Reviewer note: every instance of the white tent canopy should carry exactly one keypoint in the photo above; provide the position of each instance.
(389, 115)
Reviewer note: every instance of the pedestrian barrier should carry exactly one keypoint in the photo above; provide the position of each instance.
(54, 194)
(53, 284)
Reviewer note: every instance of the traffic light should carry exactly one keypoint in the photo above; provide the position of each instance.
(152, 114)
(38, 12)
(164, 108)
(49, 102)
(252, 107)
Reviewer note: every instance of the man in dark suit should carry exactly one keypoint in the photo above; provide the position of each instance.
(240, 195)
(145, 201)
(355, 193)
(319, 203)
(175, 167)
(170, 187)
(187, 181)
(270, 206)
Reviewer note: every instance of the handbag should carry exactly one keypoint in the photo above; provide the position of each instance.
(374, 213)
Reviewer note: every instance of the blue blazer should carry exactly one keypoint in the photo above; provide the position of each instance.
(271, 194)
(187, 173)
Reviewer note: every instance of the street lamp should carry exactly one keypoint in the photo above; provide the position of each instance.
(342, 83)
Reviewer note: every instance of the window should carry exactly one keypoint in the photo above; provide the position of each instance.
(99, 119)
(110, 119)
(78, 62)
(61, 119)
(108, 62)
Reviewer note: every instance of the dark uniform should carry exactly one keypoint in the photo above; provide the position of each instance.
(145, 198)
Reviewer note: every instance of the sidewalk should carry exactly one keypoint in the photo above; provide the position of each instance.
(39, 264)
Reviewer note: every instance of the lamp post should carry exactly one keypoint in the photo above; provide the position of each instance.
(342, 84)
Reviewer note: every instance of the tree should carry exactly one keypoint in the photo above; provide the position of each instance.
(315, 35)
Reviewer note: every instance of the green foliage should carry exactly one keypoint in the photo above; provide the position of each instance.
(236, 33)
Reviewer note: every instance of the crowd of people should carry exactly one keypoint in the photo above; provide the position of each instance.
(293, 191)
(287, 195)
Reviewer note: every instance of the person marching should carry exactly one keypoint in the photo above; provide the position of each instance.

★ ★ ★ ★ ★

> [Prompt] Reproduce, word for word, only the lines from the one that contains "Reviewer note: every instance of the dark" through the final line.

> [Result of this exercise]
Reviewer note: every instance of the dark uniform should carry exactly one keypoint in the photo above; provide the position of each instance.
(145, 198)
Reviewer note: every instance of the sidewalk should carry exactly one keypoint in the photo above; provide the position of each instance.
(39, 264)
Reviewer note: every instance of the lamp post should carry exactly one keypoint in the photo above; provide the position of each instance.
(342, 84)
Reviewer note: every instance of the tree should carry exactly one keypoint in the photo above; provide the position of each instance.
(315, 35)
Reviewer note: every instance of the green foliage should carry exactly one keypoint in the photo above; provide the position of each instance.
(236, 33)
Reviewer note: every instance of the crowd of people should carry exactly one keypoint in the photo above; provide the position of each instance.
(293, 191)
(287, 195)
Reviewer note: every instance of the person marching should carry exactly one keypoint in the photo above; provide the position of each instance.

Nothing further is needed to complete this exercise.